I have been away for various reasons. As is true with my other absences, the reasons have been, for the most part, all good. I have decided to self-publish my book, Journey to Cold Rock, and that has consumed much of my time. I have also played around with the possibility of applying for a new position in the county public school system, which would pull me out of the classroom and have me working with English teachers in all 12 county high schools. The experience would be phenomenal in so many ways, but in the end, I realized that I could not leave my students, or the classroom–at least just not yet. We’ll see what happens with Cold Rock in October when we launch the book, but until then, I have no other plans of leaving the classroom. One of the determining factors was, simply put, energy. I give a lot in my classroom, but my students give me a great deal as well, and so there is this nice balance of energy that flows between us. Sometimes it’s a little more giving than taking, but it all works out nicely by the end of the day, the end of the week, the month, term, year. Everything always works out.

And…I’ve been busy working out and losing a little weight. For the most part, I have remained dedicated to my vegan lifestyle, with the exception of a small diversion this weekend to celebrate the 13th anniversary of my 29th birthday. I am more focused than ever, though, and I write these words just minutes after returning from the gym for a good aerobic workout on the elliptical trainer. In these past 2 months, I’ve managed to shed 14 1/2 pounds, so I figure that is a good beginning. Now the workouts and the diet and the weight loss are about me and not about some good biggest loser competition at school. That was fun, but now it’s time to focus on why I’m really doing all of this. I’d like to drop another 15 1/2 pounds by the end of spring break, which I believe ends April 10. That would be 30 pounds in just about 90 days or so. I’ll gladly take that.

TASK TO COMPLETE: Please write what comes next in the post above about self-publishing a book, staying in the classroom and losing weight, picking up after its final sentence.

RECORD EXCERPTS:
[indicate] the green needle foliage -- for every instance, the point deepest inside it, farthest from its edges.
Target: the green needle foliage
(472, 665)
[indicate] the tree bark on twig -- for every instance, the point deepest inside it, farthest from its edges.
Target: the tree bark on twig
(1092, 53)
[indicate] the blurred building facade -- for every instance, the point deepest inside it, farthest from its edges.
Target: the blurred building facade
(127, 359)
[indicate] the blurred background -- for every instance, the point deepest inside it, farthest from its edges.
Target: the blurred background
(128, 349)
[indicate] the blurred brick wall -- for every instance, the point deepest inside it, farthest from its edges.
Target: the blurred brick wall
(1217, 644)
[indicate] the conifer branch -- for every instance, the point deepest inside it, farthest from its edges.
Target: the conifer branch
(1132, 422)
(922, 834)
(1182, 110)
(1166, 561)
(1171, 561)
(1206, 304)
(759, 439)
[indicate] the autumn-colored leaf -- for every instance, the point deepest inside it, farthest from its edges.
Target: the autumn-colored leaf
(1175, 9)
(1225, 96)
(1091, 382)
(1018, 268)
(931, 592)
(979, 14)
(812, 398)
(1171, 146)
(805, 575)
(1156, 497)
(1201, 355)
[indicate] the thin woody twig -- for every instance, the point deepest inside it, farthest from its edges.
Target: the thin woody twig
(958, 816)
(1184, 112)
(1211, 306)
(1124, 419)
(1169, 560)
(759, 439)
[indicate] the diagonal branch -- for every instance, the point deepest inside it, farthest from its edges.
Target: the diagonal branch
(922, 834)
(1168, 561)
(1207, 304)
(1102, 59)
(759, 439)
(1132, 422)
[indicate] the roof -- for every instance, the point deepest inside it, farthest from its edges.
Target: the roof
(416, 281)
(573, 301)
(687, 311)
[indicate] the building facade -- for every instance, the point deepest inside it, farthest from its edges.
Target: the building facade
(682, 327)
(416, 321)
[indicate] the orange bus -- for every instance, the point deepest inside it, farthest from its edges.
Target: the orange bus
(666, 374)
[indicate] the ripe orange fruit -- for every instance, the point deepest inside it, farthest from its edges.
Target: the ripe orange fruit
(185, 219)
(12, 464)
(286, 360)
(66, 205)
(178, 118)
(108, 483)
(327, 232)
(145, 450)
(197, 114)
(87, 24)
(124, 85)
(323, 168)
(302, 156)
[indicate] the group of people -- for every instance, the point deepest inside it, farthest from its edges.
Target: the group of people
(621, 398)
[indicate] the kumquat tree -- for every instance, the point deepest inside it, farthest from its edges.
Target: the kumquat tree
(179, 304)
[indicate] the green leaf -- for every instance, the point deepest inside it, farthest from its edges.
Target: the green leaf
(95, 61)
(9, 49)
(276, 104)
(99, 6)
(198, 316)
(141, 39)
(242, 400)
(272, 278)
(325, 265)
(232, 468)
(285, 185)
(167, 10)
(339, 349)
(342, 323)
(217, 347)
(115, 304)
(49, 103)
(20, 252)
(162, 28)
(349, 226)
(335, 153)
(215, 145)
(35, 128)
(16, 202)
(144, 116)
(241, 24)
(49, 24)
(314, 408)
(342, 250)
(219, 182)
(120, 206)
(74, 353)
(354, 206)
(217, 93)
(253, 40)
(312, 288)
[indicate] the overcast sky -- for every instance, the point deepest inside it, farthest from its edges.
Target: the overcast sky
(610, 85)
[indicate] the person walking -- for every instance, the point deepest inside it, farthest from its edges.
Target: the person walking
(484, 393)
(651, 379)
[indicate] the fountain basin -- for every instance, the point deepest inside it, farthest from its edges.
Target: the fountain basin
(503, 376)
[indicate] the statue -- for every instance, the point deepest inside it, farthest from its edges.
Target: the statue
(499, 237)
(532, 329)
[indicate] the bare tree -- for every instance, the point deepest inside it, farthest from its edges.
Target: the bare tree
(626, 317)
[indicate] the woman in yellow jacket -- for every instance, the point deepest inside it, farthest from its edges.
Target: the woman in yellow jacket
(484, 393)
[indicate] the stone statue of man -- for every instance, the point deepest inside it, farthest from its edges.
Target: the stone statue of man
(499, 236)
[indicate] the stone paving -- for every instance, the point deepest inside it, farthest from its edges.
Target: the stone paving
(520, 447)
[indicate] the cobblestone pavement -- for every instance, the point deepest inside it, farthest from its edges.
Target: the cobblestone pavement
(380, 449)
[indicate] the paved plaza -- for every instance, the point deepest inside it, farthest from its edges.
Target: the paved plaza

REPLY TO THE EXERCISE:
For the most part, that’s what I’ve been up to. At least on the surface. It’s what’s been going on under the surface that brings me to my Back-To-The-Blog entry about friendship.

You see, on Friday, a few friends took me out for a drink at our local bar to celebrate my birthday. On my right was K-man; on my left was K-girl. Two of the best friends anybody could ask for. But I didn’t know that, really, until the bill came, and I reached into my pocket to pull out some money. Immediately, K-man stopped me and told K-girl to make sure that I didn’t pay. Now, that by itself is a good thing, but nothing worth returning to my blog about (at least not to reopen my blog-writing season). It’s what happened afterward, and then a long time ago, that made such an impact on me.

K-girl said she got it, but K-man was relentless. He said something like, “I don’t think you understand what I’m saying. This is his day, and his tab is on me.” He leaned in to me, looking at K-girl, and I could tell how serious it was for him to make sure that he covered my tab. Not because he owed me this, not because it’s what you’re supposed to do, but because K-man’s just about the best kind of friend a guy could have, and he wanted to take care of me. He wanted to make sure that he expressed his friendship in a way that he knew how to do, without question or without missing a single half-beat of his heart.

I know it might sound ridiculous to you that such a small thing could mean so much, so let me tell you the rest of the story.

Last May, when it was K-man’s birthday, and the usual crowd had gathered at the bar to celebrate his day, I was running late at school, and one thing led to another, and I left my classroom and headed straight home. He was well taken care of by the others, I convinced myself. Who was I to him in this celebration anyway? I knew he wanted me there, but it wasn’t like my appearance was going to make or break the gathering.

It hurt him, though. It really did. The next Monday, he stopped by my room, and he walked in, looked at me, and said, “Where were you?”

I offered my usual dish of apologies, but he just looked so angry, so disappointed and hurt. He waved me off and walked out of the room without saying anything more.

I immediately got defensive and told myself that K-man had to grow up. It wasn’t a big deal. Others were there, and it certainly wasn’t anything personally against him that I did not show up. I was tired…I wanted to get home…I…I…I didn’t think I mattered to him so much.

For the longest time I thought this. In fact, for the better part of this year, our relationship has been strained. He’s knee-jerked a few responses to me that have hurt, and I know I have been less than kind on several occasions when I could have taken a step back and not been so defensive.

So when we were at the bar on Friday, and when I heard him make sure K-girl understood that he was covering my tab, this definition of friendship just hit me head on. It all made sense to me.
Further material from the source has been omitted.